Locate each line in the entries below that contains the word "desk" and copy those lines out.
+ + + +
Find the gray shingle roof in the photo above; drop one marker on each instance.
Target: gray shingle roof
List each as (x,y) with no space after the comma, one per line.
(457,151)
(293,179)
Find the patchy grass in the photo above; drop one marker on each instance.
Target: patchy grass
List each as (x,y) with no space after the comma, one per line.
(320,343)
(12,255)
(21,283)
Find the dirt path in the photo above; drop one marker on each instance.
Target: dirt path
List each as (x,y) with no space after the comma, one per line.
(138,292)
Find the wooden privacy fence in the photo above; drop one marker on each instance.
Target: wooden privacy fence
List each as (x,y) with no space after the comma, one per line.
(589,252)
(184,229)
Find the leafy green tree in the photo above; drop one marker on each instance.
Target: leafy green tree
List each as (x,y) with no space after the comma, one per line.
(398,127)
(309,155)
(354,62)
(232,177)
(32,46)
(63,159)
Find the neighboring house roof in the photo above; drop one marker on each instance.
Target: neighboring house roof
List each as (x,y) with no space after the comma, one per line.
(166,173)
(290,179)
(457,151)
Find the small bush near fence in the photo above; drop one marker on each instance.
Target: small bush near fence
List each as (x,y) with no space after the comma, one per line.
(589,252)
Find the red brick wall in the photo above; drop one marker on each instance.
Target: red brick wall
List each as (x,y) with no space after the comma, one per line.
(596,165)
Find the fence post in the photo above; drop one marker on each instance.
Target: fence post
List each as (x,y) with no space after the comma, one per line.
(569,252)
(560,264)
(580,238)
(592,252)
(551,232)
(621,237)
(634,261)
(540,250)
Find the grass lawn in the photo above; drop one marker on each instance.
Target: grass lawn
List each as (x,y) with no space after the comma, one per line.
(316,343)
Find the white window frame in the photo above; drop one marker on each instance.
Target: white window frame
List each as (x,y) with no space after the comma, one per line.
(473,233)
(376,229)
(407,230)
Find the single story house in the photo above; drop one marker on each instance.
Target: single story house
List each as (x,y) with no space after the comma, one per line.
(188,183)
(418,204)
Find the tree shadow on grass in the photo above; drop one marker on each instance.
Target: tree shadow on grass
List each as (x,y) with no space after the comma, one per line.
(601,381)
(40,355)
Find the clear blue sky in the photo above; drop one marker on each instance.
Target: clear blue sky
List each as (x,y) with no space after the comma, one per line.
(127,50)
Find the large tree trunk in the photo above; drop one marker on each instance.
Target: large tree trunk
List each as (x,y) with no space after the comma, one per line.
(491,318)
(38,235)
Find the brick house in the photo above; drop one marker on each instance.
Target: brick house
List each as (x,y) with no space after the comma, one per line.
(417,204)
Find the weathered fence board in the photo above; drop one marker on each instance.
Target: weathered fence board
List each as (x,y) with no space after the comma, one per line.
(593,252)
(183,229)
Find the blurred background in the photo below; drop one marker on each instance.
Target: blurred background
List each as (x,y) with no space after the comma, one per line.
+ + + +
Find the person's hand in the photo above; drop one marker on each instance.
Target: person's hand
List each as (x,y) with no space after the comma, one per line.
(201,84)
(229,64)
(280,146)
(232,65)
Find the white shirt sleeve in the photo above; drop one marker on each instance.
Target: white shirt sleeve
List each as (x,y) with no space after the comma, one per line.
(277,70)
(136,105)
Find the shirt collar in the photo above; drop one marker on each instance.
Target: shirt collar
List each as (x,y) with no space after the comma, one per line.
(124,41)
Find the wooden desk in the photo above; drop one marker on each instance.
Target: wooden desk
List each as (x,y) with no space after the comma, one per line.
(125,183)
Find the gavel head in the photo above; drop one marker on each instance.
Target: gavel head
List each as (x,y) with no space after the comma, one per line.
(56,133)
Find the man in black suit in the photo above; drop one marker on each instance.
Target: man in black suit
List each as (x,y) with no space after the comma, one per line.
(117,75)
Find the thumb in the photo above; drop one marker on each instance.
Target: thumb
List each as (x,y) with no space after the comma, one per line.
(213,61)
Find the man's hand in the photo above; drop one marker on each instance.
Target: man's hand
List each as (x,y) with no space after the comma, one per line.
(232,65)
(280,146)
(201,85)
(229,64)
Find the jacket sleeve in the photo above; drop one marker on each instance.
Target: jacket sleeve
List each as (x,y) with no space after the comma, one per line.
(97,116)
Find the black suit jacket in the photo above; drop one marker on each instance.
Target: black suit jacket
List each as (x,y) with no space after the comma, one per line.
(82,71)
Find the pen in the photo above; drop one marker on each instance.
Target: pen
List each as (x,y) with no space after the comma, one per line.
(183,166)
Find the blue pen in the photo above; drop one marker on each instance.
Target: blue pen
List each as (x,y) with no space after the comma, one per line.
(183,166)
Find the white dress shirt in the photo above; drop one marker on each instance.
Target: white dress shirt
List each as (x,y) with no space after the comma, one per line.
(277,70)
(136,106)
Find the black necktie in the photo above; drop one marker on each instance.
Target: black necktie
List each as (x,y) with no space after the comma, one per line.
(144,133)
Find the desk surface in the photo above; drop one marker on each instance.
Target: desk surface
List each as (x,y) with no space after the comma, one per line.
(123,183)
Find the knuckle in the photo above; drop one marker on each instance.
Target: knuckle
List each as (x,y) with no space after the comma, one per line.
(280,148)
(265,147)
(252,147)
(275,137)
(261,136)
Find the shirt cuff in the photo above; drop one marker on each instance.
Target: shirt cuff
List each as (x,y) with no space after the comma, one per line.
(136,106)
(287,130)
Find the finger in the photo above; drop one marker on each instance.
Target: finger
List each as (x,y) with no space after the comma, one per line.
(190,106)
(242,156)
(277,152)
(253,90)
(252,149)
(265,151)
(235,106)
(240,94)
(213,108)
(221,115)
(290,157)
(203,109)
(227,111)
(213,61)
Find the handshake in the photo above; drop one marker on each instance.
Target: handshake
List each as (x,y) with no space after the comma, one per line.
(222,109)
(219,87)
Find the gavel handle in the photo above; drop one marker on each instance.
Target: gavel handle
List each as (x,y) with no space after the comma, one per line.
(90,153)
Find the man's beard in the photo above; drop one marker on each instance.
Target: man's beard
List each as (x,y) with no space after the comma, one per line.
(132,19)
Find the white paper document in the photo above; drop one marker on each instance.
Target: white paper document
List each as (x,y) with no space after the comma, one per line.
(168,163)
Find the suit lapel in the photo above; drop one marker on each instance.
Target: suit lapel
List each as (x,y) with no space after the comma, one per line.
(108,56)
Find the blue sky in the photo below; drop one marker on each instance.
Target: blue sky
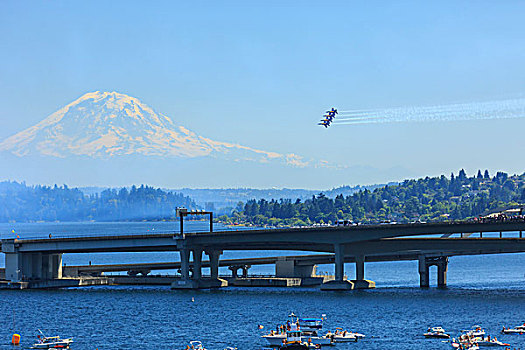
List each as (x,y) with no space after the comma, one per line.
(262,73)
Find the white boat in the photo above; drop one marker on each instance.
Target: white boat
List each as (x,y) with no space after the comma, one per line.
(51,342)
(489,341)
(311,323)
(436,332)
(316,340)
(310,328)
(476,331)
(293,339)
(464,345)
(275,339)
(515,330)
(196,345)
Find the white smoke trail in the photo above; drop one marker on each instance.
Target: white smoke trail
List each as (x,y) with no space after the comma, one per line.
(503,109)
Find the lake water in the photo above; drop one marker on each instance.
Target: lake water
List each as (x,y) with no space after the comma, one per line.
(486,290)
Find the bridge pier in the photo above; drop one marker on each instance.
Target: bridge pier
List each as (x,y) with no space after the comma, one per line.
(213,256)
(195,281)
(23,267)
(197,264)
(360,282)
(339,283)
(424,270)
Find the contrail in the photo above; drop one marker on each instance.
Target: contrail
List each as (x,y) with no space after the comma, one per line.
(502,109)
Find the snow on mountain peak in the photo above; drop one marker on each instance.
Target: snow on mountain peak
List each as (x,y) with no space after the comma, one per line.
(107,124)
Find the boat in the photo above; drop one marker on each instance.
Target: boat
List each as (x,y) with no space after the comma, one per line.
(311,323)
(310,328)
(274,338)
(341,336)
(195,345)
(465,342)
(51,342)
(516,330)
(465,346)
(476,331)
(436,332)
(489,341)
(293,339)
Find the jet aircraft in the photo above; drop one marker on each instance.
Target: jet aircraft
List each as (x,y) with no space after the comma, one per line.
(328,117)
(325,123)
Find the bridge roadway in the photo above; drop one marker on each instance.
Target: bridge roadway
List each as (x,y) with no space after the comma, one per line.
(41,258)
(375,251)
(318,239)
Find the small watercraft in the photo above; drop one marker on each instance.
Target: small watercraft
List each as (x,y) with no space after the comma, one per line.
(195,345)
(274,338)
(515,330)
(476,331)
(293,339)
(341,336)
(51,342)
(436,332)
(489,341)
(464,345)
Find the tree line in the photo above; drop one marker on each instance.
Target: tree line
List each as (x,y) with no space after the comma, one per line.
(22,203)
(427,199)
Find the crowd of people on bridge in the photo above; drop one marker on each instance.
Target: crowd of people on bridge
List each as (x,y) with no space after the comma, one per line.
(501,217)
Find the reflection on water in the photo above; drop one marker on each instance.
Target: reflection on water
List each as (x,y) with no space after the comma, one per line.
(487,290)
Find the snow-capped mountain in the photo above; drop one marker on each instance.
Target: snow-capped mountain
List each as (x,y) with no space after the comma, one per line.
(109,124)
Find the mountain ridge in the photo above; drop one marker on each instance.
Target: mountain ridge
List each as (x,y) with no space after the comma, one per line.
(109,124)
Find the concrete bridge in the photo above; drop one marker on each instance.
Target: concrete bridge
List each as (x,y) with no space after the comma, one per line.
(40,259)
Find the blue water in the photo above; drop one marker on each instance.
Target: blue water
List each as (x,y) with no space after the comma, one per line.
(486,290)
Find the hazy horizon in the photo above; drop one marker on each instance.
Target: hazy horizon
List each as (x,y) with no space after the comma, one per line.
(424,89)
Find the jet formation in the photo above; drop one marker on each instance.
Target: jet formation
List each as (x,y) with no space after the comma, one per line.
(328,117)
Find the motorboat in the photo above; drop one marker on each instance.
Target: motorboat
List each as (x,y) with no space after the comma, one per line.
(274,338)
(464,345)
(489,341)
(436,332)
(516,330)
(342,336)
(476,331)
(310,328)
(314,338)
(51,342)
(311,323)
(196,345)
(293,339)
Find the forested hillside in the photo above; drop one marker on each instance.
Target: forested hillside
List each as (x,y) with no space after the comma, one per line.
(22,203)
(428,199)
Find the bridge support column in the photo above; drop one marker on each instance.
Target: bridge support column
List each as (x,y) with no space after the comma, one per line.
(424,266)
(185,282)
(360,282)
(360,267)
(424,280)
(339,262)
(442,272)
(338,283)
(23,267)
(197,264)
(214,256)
+ + + +
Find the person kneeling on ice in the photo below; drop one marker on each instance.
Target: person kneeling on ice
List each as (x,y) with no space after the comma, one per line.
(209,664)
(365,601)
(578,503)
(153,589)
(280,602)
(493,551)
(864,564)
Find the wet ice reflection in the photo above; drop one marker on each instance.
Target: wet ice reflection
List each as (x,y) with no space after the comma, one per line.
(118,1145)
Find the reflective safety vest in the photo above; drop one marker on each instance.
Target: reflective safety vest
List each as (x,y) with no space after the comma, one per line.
+ + + +
#### FINAL RESULT:
Find the wooden desk in the photo above; drop one marker on each instance.
Target: wooden desk
Find the desk surface in the photo above; drop one marker on each instance.
Target: desk surface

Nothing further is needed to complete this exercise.